====== THE INPUT

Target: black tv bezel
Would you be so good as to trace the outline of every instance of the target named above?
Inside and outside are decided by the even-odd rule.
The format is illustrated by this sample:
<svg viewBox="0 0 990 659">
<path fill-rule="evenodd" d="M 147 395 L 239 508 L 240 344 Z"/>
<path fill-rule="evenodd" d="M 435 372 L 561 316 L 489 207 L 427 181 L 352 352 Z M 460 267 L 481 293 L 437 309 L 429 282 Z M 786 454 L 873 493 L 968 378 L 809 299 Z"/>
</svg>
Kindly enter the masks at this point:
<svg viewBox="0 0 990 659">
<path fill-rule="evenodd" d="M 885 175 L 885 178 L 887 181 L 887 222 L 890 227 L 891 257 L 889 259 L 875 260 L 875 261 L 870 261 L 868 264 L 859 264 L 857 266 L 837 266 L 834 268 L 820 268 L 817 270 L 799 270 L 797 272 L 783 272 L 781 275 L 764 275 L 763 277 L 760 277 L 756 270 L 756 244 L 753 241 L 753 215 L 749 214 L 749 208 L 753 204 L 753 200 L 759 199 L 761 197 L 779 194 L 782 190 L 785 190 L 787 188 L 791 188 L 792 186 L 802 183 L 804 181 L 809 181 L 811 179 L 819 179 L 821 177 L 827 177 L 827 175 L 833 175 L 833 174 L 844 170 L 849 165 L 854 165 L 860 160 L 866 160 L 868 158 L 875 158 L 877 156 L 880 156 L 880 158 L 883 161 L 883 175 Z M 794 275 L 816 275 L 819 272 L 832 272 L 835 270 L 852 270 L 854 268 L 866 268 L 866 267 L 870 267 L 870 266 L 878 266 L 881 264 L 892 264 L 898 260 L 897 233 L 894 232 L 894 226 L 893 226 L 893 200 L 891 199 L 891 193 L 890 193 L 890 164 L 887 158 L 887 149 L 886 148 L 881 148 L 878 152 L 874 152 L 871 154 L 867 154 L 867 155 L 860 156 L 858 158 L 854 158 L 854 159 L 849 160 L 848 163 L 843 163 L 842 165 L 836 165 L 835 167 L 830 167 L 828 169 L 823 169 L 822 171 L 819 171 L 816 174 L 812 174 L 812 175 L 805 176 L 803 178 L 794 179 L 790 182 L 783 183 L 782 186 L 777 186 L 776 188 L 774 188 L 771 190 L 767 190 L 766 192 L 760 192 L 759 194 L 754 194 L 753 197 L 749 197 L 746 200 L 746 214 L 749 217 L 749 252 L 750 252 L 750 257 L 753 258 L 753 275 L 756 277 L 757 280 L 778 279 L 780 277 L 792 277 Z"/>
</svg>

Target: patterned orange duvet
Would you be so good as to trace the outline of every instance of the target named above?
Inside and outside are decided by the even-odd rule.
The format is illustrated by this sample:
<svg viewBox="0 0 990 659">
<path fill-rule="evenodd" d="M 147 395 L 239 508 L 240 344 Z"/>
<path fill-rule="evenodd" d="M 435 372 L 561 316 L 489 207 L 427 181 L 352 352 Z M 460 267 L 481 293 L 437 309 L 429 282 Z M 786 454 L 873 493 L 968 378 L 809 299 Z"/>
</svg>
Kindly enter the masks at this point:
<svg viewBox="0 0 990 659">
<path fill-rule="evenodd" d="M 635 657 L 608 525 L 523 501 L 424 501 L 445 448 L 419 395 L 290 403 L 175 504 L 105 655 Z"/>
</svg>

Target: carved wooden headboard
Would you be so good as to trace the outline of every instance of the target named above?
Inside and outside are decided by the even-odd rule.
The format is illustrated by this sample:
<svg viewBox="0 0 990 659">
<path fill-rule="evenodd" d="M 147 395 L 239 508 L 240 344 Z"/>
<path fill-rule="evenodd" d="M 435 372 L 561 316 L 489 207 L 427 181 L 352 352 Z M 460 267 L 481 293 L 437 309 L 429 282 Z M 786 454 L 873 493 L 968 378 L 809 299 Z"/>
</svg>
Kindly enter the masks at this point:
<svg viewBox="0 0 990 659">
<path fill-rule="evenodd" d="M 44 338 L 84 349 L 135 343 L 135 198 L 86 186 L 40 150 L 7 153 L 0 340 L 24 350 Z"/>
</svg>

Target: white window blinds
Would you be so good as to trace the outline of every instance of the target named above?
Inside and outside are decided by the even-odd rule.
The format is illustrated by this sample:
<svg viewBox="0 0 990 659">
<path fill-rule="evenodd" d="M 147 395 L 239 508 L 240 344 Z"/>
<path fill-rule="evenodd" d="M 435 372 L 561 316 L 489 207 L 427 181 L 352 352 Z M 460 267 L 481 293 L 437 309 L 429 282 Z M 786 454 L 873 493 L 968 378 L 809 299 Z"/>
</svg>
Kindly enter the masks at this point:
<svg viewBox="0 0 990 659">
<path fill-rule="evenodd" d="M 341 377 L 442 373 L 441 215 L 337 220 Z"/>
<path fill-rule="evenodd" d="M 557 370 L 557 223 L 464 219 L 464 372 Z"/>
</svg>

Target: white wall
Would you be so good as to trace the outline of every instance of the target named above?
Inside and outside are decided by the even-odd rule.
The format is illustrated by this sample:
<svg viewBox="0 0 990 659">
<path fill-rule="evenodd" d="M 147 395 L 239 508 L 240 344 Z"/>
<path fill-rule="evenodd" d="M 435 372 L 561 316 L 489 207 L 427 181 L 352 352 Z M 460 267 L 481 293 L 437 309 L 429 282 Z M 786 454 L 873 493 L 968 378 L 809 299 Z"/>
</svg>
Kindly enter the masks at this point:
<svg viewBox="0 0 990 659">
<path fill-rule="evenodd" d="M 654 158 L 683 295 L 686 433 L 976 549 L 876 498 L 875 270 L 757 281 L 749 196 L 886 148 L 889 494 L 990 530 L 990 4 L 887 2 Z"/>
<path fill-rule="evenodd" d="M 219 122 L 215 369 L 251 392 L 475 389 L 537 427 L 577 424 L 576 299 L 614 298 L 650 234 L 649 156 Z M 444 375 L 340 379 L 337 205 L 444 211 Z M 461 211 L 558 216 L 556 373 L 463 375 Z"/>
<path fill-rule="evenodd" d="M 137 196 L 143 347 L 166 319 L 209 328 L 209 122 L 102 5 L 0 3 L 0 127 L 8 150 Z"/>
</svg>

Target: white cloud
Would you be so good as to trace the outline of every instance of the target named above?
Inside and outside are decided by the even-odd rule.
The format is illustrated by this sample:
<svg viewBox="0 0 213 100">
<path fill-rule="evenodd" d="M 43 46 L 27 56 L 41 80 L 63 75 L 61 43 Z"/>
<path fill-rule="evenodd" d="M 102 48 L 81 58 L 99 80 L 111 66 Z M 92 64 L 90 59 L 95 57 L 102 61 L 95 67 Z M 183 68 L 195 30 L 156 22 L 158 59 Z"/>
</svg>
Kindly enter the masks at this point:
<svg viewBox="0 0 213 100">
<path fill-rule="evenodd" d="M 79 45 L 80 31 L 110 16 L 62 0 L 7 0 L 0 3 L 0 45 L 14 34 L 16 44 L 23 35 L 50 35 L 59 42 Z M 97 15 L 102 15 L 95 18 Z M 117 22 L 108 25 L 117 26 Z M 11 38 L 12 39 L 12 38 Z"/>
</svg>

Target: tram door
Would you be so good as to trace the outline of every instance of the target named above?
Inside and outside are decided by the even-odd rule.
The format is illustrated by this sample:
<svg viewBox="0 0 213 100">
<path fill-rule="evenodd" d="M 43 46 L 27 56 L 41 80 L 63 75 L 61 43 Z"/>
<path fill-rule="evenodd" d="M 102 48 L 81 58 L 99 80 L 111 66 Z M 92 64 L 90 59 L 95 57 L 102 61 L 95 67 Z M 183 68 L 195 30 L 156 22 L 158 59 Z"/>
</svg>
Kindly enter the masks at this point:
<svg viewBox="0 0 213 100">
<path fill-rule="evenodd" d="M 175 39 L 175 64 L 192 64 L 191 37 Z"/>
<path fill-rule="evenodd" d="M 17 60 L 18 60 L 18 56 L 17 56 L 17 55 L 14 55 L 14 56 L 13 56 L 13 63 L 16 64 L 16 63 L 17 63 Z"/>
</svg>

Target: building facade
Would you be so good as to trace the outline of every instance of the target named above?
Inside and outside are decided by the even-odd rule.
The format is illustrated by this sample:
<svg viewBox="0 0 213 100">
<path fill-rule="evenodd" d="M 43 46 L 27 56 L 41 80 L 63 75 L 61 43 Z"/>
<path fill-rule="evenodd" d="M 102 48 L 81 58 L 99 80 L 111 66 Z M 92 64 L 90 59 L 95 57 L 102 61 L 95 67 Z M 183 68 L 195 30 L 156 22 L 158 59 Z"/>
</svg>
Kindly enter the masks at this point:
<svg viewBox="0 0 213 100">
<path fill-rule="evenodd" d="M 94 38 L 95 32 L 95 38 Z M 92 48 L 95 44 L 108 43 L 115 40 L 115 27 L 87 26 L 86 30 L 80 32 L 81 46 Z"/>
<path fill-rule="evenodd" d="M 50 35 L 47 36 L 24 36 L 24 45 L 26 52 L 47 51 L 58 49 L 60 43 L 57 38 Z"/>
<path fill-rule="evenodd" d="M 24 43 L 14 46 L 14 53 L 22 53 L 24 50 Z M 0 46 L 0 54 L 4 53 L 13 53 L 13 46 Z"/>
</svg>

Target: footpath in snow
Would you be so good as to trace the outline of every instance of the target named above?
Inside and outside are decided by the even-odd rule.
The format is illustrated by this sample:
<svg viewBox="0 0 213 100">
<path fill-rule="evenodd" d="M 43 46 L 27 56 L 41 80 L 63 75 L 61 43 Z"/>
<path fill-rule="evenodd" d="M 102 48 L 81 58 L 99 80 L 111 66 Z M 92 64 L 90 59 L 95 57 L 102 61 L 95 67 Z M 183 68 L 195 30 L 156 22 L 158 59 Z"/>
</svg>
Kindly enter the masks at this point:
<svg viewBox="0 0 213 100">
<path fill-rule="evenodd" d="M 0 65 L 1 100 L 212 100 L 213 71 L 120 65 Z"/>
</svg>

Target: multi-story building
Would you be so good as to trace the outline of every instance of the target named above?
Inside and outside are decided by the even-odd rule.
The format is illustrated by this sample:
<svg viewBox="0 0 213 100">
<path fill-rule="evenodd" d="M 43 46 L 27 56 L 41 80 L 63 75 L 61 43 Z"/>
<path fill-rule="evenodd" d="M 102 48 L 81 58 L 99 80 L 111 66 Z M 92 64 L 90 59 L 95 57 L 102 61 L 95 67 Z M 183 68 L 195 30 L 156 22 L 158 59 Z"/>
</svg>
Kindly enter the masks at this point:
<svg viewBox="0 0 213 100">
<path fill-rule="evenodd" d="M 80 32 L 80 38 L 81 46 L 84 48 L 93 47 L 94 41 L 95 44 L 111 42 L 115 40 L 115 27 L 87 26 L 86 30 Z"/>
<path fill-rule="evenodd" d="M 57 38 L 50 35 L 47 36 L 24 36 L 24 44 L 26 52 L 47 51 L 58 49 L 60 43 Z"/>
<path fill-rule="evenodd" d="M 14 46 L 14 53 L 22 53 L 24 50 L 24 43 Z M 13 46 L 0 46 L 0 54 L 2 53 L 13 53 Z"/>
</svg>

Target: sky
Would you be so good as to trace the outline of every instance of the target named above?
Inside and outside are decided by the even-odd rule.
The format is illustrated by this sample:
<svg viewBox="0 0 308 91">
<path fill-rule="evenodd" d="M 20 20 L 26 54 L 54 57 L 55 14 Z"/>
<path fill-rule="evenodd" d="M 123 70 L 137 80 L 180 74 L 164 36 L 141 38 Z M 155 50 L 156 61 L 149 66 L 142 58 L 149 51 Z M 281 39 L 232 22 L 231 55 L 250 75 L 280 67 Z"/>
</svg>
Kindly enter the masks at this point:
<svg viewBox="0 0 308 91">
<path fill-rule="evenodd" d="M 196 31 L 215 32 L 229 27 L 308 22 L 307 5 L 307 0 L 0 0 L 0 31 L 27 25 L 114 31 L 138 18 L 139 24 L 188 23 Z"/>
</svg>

============

> _TASK TO COMPLETE_
Restate word for word the lines from the one holding "Target: sky" to the end of the listing, both ends included, and nothing more.

> _EXERCISE RESULT_
Target: sky
Would you be so good as to trace the outline of every instance of the target named above?
Inside and outside are decided by the even-odd rule.
The format is illustrated by this sample:
<svg viewBox="0 0 308 91">
<path fill-rule="evenodd" d="M 20 20 L 26 54 L 54 57 L 55 14 Z"/>
<path fill-rule="evenodd" d="M 123 70 L 137 80 L 180 74 L 164 36 L 141 38 Z M 155 50 L 156 61 L 149 66 L 142 58 L 149 51 Z M 281 39 L 232 22 L 231 55 L 250 75 L 280 67 Z"/>
</svg>
Kindly enter the masks at this point:
<svg viewBox="0 0 308 91">
<path fill-rule="evenodd" d="M 196 31 L 215 32 L 229 27 L 308 22 L 307 5 L 307 0 L 0 0 L 0 31 L 27 25 L 114 31 L 138 18 L 139 24 L 188 23 Z"/>
</svg>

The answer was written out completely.